=== What to do ===
Write out the entries below exactly as they stand. Skip every image.

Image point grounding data

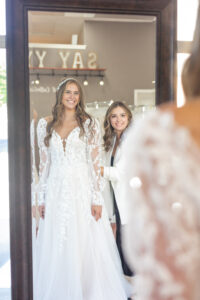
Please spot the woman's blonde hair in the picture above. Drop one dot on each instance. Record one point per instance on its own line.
(58, 109)
(109, 130)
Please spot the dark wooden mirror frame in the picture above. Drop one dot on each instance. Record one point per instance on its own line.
(18, 106)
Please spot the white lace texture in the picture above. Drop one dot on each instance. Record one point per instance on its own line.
(163, 187)
(33, 164)
(77, 150)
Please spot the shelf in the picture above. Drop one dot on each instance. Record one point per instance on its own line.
(86, 72)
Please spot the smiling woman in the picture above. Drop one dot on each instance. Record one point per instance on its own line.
(74, 238)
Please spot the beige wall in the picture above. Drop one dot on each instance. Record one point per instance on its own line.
(126, 50)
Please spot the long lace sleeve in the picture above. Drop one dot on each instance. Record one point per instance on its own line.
(44, 161)
(163, 235)
(94, 145)
(33, 167)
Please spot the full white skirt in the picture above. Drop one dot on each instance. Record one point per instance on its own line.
(76, 258)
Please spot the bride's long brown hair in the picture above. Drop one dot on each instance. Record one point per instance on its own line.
(109, 130)
(58, 110)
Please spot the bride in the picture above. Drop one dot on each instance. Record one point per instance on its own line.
(76, 255)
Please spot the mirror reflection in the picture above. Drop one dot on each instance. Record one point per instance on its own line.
(108, 63)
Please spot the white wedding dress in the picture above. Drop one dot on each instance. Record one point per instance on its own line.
(162, 164)
(76, 257)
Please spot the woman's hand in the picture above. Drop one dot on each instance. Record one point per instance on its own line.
(96, 211)
(42, 211)
(102, 171)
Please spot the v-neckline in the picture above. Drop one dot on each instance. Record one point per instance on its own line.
(65, 139)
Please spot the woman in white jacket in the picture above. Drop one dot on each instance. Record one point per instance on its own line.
(117, 119)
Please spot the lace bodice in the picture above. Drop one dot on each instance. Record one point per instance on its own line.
(163, 187)
(70, 152)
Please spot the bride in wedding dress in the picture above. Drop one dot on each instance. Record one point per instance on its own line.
(76, 256)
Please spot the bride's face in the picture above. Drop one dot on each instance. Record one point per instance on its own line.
(71, 96)
(119, 119)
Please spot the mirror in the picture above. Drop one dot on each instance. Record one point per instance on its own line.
(114, 59)
(21, 98)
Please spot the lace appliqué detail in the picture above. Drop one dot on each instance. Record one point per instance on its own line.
(70, 180)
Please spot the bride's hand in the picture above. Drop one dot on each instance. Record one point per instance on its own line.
(96, 211)
(42, 211)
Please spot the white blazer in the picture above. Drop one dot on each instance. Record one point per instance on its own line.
(114, 175)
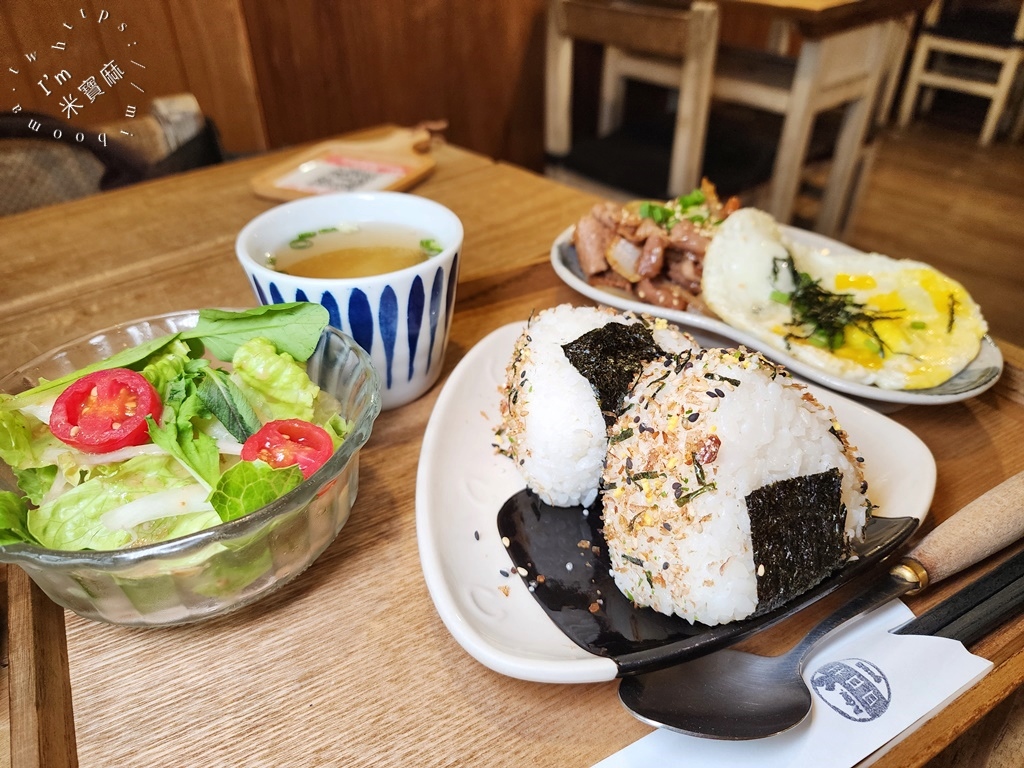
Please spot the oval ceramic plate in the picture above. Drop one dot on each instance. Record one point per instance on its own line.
(975, 379)
(462, 482)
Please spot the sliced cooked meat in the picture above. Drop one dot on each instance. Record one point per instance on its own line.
(652, 256)
(660, 292)
(683, 269)
(686, 237)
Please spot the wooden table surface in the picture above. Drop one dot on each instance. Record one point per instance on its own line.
(350, 665)
(816, 18)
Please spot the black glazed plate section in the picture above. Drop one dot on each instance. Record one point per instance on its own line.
(562, 557)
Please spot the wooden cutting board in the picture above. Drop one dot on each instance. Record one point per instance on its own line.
(396, 160)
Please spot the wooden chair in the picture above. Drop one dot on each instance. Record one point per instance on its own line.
(842, 71)
(967, 49)
(677, 44)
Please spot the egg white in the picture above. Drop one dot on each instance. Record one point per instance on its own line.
(927, 327)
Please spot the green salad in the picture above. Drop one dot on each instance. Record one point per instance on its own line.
(160, 440)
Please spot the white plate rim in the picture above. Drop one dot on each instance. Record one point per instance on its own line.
(462, 482)
(988, 356)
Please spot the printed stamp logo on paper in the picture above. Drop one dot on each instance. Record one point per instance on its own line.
(855, 688)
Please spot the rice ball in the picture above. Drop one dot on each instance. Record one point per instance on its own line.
(552, 422)
(728, 488)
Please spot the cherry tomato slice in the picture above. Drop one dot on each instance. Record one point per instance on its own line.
(288, 441)
(105, 411)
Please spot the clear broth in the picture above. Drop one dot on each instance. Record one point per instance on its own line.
(351, 252)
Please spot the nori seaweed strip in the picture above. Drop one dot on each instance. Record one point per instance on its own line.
(610, 357)
(797, 534)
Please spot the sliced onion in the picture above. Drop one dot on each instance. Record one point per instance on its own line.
(625, 258)
(180, 501)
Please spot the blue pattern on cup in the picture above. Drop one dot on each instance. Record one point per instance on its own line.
(259, 292)
(453, 280)
(435, 305)
(387, 315)
(414, 322)
(331, 304)
(360, 318)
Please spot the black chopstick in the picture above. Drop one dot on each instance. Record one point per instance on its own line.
(977, 609)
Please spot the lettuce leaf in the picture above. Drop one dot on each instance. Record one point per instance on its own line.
(225, 400)
(276, 386)
(294, 328)
(73, 520)
(249, 485)
(13, 524)
(26, 441)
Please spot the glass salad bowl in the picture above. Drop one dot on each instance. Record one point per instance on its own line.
(219, 569)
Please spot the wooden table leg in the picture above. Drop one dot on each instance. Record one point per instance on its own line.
(42, 724)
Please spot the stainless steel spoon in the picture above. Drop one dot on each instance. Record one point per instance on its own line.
(732, 694)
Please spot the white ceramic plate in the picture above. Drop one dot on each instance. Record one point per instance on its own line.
(975, 379)
(462, 483)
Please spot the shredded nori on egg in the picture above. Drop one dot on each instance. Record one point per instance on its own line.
(824, 315)
(797, 534)
(610, 357)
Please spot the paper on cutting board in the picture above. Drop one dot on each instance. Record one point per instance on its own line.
(867, 687)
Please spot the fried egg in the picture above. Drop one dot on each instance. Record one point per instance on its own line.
(869, 318)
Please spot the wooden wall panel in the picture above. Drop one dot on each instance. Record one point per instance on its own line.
(326, 67)
(212, 38)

=== Solution to this exercise ===
Please spot the woman's blonde hair in the picture above. Drop one dot on each instance. Record one point per instance on its own line.
(58, 109)
(109, 130)
Please spot the dark wooden mirror frame in the picture above. Drop one dot on each instance. Record one point per instance on its own line.
(18, 106)
Please spot the white lace texture in the picture above. Drop one dot on each instance. Record one point per instance on its own line.
(163, 187)
(33, 164)
(77, 150)
Please spot the shelf in the picture above. Drop one dot on each instance. Record one point per instance on its own line.
(86, 72)
Please spot the smiling woman in the picture above. Drop one dot on each instance. Record one point per instance on its own line.
(74, 238)
Please spot the beige wall in the picture above. Drop one dot on each instance. Record one point per instance on its own line.
(126, 50)
Please spot the long lace sleeve in the picture above. Drop one dot on each instance. Record one point per instance on its own line.
(44, 161)
(163, 235)
(94, 145)
(33, 167)
Please spot the full white skirt in the picture above. Drop one dot on each instance. Record one point per instance on its own line.
(76, 258)
Please spot the bride's long brown hair in the picture above. Drop one dot on each instance. Record one point per instance on its own line.
(109, 130)
(58, 110)
Please spot the bride in the picture above. Drop one dot on each instance. Record one point per instance on its own line.
(76, 255)
Please spot the mirror reflection in the picture above. Drop one dot on each instance. Record one point per instance on its own line.
(108, 63)
Please spot the white wedding dress in the picture above. Drop one dot on each instance. Record one point per instance on its own line.
(162, 164)
(76, 257)
Please spot the woman's hand in the picture above. Drop one dot on each instance. Record one point per instance on its own line.
(96, 211)
(42, 211)
(102, 171)
Please spot the v-neckline in the picture above. Drop one dot on each instance. Record one point per instance on its own line.
(65, 139)
Please spot the woman in white jacket in the picture above. Drop one dot on each instance. Record one point per instance on its own line.
(117, 119)
Please spot the lace bodice in the picture above. Drop one dot on each instance. Record one point per instance on its own line.
(163, 187)
(70, 152)
Please spot the bride in wedding dress in the picture above. Drop one dot on each instance. Record one point per instance on its own line.
(76, 256)
Please spot the bride's face in the picture above. Drop one dot on each instance. Record one point per instance on its own line.
(71, 96)
(119, 119)
Please spot the mirror in the picture above. Drop one dot on each instance. Record one point per instance on its own line.
(114, 59)
(21, 98)
Please spot the lace appliqué detail in the picture above. Drop one dot on each instance. Record one point per instance on its own line.
(70, 180)
Please spot the bride's hand in the picture above. Drop one dot on each instance. Record one point per instance on its own line.
(96, 211)
(42, 211)
Please spot the white blazer in the picture above. Drop one dot on each instance. Record one point per instance on its own line.
(114, 175)
Please spot the oval ceramic plate in the picture above. Drop one dot on each instance. Record one point per instance on its own line.
(975, 379)
(462, 482)
Please spot the sliced cooked meat in the picture above. Drop one dot on each instance. Record one point per instance on its own line.
(652, 256)
(660, 292)
(683, 269)
(686, 237)
Please spot the wooden table surface in the picture above. Drop one dot on each instance. Record one point per instance on its own line.
(350, 665)
(816, 18)
Please spot the black glazed plate section in the picture above. Drop one dot on each instance. Record one point per instance on its own line.
(562, 557)
Please spot the wooden cutting board in the picture above. Drop one dot on each instance. Record one point per instance on its own line.
(396, 160)
Please spot the wooden chair in the picture above. Drop one dot on each instance. Record one point per instance on its own line.
(842, 71)
(967, 49)
(677, 44)
Please spot the egg white in the picture above. Drop one dot on each instance. Record one point per instance on its own line.
(927, 327)
Please spot the green salad in the picture above. Drop one dot on each instance. Record one point per instance on its own line.
(160, 440)
Please spot the white plate rim in the picture above. Drop one dot on each instance. Record one point per instance on its own line.
(462, 482)
(988, 356)
Please spot the printed stamp logo on paper in the picture above. Drop one dot on each instance. Record one point per instance on its own line.
(855, 688)
Please spot the rice ball in the picture above. Drop one dot on each instance. Record one point per instance on its own line.
(552, 422)
(728, 488)
Please spot the cherry tomato slice in the picture above. Drop one dot on each instance. Record one point per instance on its own line.
(288, 441)
(105, 411)
Please spot the clear broth in the picture above. Drop one dot on each instance. Record one point per instance on its own line.
(351, 252)
Please spot the nori seaweed strip in the picture above. Drop one dot on each instance. Record one point per instance on its own line.
(610, 357)
(797, 534)
Please spot the sliced onion in the picture above. Drop one dot on each instance. Record one point per instance on its own line.
(625, 258)
(180, 501)
Please spot the blue pattern on cup in the picture above. Drop one dot on each instance. Record one point per instance on its own line.
(259, 292)
(453, 280)
(435, 305)
(387, 315)
(414, 322)
(331, 304)
(360, 318)
Please spot the black chopstick in the picture above. Drop one dot on each instance. Record one point per instance on its own line.
(977, 609)
Please spot the lettuce leaf in the picture above. Drop one dot on each instance. Record one point per instance on its own line.
(225, 400)
(276, 386)
(294, 328)
(73, 520)
(249, 485)
(13, 524)
(26, 441)
Please spot the glass salad bowl in the picture above. Drop one dot on each instance. Record one point per instance on its own line.
(219, 569)
Please spot the wooden table leg in the picture above. Drop one dot on each instance. Record one point per instance on its own line.
(42, 724)
Please spot the stainless steel spoon in the picture above. Drop one dot on each instance. Record one point per instance on its own line.
(732, 694)
Please spot the white ceramic plate in the picture above. Drop one dot on each instance. Record one point per instance on its own line.
(975, 379)
(462, 483)
Please spot the shredded nori on egg in the picture above. Drop one dot on each instance. Record one point per instance on its own line.
(824, 315)
(797, 534)
(610, 357)
Please spot the paper on cutting board in the picture above. Drop one dot on each instance. Record one point per instance on its own line.
(867, 687)
Please spot the fried egg in the picture above. Drop one dot on each instance. Record one point per instance on its own line.
(869, 318)
Please spot the wooden wall panel in the picture above. Drop one dot on each instance. Record one point per instance on its own line.
(326, 67)
(212, 38)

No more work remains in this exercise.